## WRITTEN INSTRUCTION:
Extract, exactly as written, all lines of the material below from the line that includes "point: green bush" through its last line.

## RECORD EXTRACTS:
______________________________

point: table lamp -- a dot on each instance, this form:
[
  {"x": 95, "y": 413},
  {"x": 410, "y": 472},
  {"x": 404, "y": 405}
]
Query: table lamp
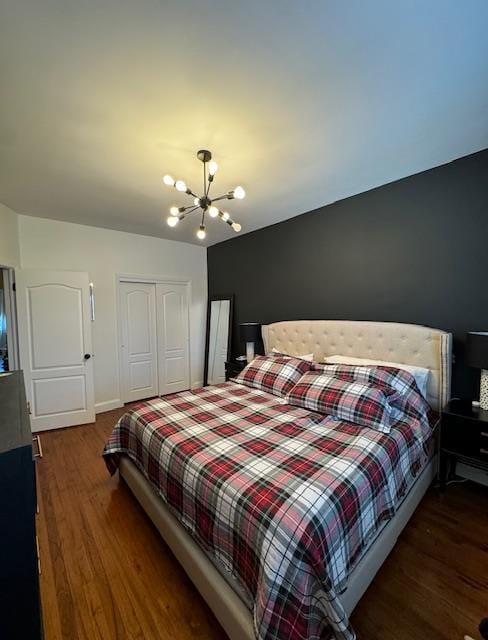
[
  {"x": 477, "y": 357},
  {"x": 250, "y": 333}
]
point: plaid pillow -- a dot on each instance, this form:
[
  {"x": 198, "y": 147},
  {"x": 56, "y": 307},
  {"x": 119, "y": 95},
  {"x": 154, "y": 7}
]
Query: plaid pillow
[
  {"x": 353, "y": 401},
  {"x": 275, "y": 374}
]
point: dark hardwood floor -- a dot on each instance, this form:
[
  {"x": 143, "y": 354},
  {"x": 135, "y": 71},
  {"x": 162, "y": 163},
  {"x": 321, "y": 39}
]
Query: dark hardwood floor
[{"x": 106, "y": 573}]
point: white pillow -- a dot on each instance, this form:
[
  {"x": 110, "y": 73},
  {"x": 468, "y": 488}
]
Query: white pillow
[
  {"x": 308, "y": 356},
  {"x": 421, "y": 374}
]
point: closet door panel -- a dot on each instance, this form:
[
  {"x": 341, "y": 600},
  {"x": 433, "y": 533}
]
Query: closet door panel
[
  {"x": 139, "y": 341},
  {"x": 173, "y": 338}
]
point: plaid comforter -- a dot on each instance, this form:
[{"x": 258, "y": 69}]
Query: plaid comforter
[{"x": 283, "y": 499}]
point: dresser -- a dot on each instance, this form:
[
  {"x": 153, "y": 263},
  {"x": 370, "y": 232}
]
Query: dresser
[
  {"x": 20, "y": 607},
  {"x": 464, "y": 438}
]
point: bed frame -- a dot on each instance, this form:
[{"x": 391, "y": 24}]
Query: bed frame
[{"x": 404, "y": 343}]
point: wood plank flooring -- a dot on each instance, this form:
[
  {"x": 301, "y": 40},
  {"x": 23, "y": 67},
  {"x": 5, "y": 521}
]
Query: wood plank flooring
[{"x": 106, "y": 573}]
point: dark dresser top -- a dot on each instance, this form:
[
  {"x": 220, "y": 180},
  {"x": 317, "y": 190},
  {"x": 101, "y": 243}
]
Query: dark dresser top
[{"x": 15, "y": 430}]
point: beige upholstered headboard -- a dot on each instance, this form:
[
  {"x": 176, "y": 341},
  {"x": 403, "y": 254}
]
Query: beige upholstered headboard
[{"x": 404, "y": 343}]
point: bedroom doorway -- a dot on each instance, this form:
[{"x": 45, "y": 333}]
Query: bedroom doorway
[
  {"x": 8, "y": 322},
  {"x": 154, "y": 338}
]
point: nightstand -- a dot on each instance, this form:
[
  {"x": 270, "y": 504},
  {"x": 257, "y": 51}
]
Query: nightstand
[
  {"x": 464, "y": 437},
  {"x": 233, "y": 368}
]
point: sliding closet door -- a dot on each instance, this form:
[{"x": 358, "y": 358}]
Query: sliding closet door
[
  {"x": 173, "y": 338},
  {"x": 139, "y": 374}
]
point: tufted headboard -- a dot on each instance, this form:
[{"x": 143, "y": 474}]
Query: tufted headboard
[{"x": 404, "y": 343}]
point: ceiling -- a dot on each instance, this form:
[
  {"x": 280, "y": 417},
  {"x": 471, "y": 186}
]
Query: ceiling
[{"x": 302, "y": 103}]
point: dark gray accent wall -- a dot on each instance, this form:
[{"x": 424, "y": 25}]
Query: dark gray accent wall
[{"x": 415, "y": 250}]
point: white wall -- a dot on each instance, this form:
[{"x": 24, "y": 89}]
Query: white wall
[
  {"x": 9, "y": 237},
  {"x": 49, "y": 244}
]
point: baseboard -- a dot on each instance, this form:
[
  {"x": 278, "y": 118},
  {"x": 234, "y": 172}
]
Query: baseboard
[
  {"x": 472, "y": 473},
  {"x": 108, "y": 405}
]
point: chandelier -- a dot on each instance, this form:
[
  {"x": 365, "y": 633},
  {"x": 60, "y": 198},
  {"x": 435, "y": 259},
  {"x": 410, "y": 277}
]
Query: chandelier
[{"x": 203, "y": 204}]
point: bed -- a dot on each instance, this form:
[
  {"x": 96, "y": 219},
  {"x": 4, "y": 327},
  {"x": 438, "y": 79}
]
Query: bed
[{"x": 229, "y": 599}]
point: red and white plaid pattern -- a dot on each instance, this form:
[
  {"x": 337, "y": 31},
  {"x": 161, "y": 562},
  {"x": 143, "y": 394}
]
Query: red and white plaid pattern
[
  {"x": 356, "y": 402},
  {"x": 276, "y": 374},
  {"x": 282, "y": 499}
]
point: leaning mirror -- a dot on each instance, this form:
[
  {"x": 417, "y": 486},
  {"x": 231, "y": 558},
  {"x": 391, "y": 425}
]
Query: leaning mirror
[{"x": 218, "y": 338}]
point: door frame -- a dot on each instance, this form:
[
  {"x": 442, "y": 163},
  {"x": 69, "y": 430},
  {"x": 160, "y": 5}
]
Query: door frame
[
  {"x": 148, "y": 279},
  {"x": 11, "y": 312}
]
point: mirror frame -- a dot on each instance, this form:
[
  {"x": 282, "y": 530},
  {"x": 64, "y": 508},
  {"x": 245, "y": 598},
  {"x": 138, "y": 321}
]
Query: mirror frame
[{"x": 230, "y": 298}]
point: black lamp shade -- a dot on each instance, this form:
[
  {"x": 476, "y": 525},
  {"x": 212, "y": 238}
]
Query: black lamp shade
[
  {"x": 477, "y": 349},
  {"x": 250, "y": 331}
]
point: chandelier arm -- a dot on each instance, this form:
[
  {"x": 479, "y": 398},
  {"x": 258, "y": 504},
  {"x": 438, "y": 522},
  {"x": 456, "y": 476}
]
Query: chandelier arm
[
  {"x": 209, "y": 184},
  {"x": 192, "y": 209}
]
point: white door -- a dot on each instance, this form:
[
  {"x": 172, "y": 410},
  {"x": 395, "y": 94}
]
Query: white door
[
  {"x": 56, "y": 347},
  {"x": 138, "y": 347},
  {"x": 173, "y": 338}
]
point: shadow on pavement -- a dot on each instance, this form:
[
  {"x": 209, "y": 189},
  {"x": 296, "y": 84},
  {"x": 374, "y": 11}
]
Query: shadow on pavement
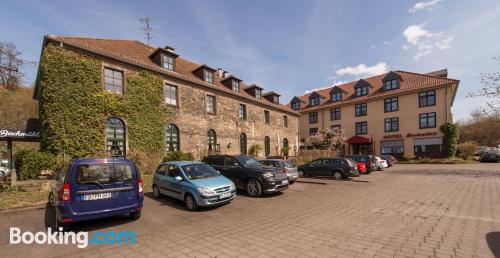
[
  {"x": 50, "y": 220},
  {"x": 177, "y": 204},
  {"x": 493, "y": 240}
]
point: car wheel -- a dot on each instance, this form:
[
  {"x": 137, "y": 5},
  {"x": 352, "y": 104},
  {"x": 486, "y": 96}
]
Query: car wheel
[
  {"x": 52, "y": 199},
  {"x": 156, "y": 192},
  {"x": 337, "y": 175},
  {"x": 135, "y": 215},
  {"x": 253, "y": 188},
  {"x": 191, "y": 204}
]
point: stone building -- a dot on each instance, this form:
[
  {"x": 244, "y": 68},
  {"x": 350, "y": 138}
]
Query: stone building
[
  {"x": 212, "y": 111},
  {"x": 396, "y": 113}
]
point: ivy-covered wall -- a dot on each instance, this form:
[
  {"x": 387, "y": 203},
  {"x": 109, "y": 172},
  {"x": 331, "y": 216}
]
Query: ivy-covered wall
[{"x": 74, "y": 107}]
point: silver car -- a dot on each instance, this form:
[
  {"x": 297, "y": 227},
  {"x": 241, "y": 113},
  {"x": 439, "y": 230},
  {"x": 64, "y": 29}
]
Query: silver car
[{"x": 285, "y": 165}]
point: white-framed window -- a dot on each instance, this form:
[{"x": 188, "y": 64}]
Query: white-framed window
[{"x": 170, "y": 92}]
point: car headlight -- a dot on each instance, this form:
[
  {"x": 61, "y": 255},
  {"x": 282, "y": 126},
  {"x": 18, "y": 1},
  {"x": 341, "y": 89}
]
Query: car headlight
[
  {"x": 268, "y": 175},
  {"x": 206, "y": 191}
]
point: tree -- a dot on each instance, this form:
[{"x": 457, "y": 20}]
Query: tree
[
  {"x": 10, "y": 65},
  {"x": 482, "y": 127},
  {"x": 490, "y": 82},
  {"x": 324, "y": 139}
]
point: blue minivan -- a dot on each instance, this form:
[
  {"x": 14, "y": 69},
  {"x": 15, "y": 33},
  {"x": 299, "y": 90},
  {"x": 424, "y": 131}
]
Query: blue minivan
[
  {"x": 194, "y": 182},
  {"x": 89, "y": 189}
]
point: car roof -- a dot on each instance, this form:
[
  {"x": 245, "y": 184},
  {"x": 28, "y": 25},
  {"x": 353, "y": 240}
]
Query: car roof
[
  {"x": 182, "y": 162},
  {"x": 100, "y": 160}
]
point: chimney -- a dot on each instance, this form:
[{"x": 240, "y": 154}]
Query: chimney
[
  {"x": 169, "y": 49},
  {"x": 439, "y": 73}
]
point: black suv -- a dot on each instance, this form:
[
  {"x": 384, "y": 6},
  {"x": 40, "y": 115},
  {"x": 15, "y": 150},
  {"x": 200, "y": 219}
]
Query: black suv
[
  {"x": 337, "y": 167},
  {"x": 247, "y": 173}
]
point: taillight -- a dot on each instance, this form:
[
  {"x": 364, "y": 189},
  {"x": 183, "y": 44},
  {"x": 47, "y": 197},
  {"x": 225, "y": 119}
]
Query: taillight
[
  {"x": 139, "y": 185},
  {"x": 66, "y": 196}
]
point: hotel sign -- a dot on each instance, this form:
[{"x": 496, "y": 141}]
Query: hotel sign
[
  {"x": 6, "y": 133},
  {"x": 400, "y": 136}
]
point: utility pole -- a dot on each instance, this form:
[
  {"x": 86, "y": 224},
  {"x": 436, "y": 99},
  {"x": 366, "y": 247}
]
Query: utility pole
[{"x": 147, "y": 28}]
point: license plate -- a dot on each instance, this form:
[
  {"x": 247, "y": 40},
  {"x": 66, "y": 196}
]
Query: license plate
[
  {"x": 225, "y": 195},
  {"x": 98, "y": 196}
]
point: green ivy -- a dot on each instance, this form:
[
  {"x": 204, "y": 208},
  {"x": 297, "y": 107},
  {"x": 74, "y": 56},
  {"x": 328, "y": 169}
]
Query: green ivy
[
  {"x": 74, "y": 107},
  {"x": 450, "y": 138}
]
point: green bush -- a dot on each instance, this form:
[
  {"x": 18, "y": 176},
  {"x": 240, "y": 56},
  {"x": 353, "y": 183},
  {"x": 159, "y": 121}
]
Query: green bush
[
  {"x": 34, "y": 162},
  {"x": 177, "y": 156},
  {"x": 450, "y": 138},
  {"x": 467, "y": 148}
]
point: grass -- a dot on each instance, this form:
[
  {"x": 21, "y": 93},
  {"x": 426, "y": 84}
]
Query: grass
[{"x": 19, "y": 198}]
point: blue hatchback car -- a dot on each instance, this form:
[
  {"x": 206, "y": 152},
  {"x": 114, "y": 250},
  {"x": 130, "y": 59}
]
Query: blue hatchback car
[
  {"x": 89, "y": 189},
  {"x": 194, "y": 182}
]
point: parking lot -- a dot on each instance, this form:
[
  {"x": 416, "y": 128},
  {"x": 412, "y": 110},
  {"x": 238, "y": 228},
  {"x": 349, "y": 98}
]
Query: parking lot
[{"x": 405, "y": 211}]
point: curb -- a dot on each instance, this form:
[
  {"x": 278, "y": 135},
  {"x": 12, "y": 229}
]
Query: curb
[{"x": 33, "y": 206}]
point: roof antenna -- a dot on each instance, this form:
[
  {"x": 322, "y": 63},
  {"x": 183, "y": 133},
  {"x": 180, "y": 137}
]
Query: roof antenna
[{"x": 147, "y": 28}]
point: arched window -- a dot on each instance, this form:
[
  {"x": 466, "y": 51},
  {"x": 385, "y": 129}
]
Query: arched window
[
  {"x": 285, "y": 147},
  {"x": 243, "y": 144},
  {"x": 172, "y": 138},
  {"x": 212, "y": 140},
  {"x": 267, "y": 146},
  {"x": 115, "y": 137}
]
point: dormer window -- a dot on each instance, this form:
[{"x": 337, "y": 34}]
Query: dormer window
[
  {"x": 361, "y": 88},
  {"x": 235, "y": 85},
  {"x": 258, "y": 93},
  {"x": 168, "y": 62},
  {"x": 391, "y": 81},
  {"x": 361, "y": 91},
  {"x": 314, "y": 102},
  {"x": 391, "y": 84},
  {"x": 336, "y": 96},
  {"x": 208, "y": 76}
]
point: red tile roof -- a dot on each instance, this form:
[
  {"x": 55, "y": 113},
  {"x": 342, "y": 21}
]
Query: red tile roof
[
  {"x": 409, "y": 82},
  {"x": 137, "y": 53}
]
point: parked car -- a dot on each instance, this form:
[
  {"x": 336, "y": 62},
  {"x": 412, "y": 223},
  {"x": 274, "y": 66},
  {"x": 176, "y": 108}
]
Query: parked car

______________________________

## EXERCISE ANSWER:
point: green bush -- a dot on each instance, this form:
[
  {"x": 18, "y": 176},
  {"x": 240, "y": 56},
  {"x": 353, "y": 183},
  {"x": 159, "y": 121}
]
Query: green bush
[
  {"x": 34, "y": 162},
  {"x": 177, "y": 156},
  {"x": 450, "y": 138},
  {"x": 467, "y": 148}
]
point: grass -- a dot on each instance, this form:
[
  {"x": 21, "y": 93},
  {"x": 426, "y": 84}
]
Query: grass
[{"x": 19, "y": 198}]
point: blue hatchback car -- a dot on each instance, this form:
[
  {"x": 206, "y": 152},
  {"x": 114, "y": 250},
  {"x": 130, "y": 59}
]
Query: blue hatchback car
[
  {"x": 89, "y": 189},
  {"x": 194, "y": 182}
]
point: parking lot -- a dot on each instance, this form:
[
  {"x": 416, "y": 128},
  {"x": 412, "y": 110},
  {"x": 238, "y": 228},
  {"x": 349, "y": 98}
]
Query: parking lot
[{"x": 405, "y": 211}]
point: curb -- a dot on each instance, this form:
[
  {"x": 278, "y": 135},
  {"x": 12, "y": 229}
]
Query: curb
[{"x": 33, "y": 206}]
point: roof antenna -- a dot on each instance, this form:
[
  {"x": 322, "y": 63},
  {"x": 183, "y": 133},
  {"x": 180, "y": 137}
]
Query: roof antenna
[{"x": 147, "y": 28}]
point: arched window -- a dot on each instance, this form:
[
  {"x": 466, "y": 51},
  {"x": 385, "y": 129}
]
Query: arched window
[
  {"x": 285, "y": 147},
  {"x": 243, "y": 144},
  {"x": 172, "y": 138},
  {"x": 212, "y": 140},
  {"x": 267, "y": 146},
  {"x": 115, "y": 137}
]
point: dormer window -- a dot on each instance, this form:
[{"x": 337, "y": 34}]
Query: dormer window
[
  {"x": 361, "y": 88},
  {"x": 235, "y": 85},
  {"x": 258, "y": 93},
  {"x": 168, "y": 62},
  {"x": 391, "y": 81},
  {"x": 361, "y": 91},
  {"x": 314, "y": 102},
  {"x": 391, "y": 84},
  {"x": 336, "y": 96},
  {"x": 208, "y": 76}
]
point: red tile roof -- a dot on each instance, this form:
[
  {"x": 55, "y": 113},
  {"x": 342, "y": 21}
]
Query: red tile roof
[
  {"x": 409, "y": 82},
  {"x": 137, "y": 53}
]
point: parked car -- a dot on each instance, this form:
[
  {"x": 336, "y": 62},
  {"x": 412, "y": 223},
  {"x": 274, "y": 66},
  {"x": 176, "y": 108}
]
Query: parked car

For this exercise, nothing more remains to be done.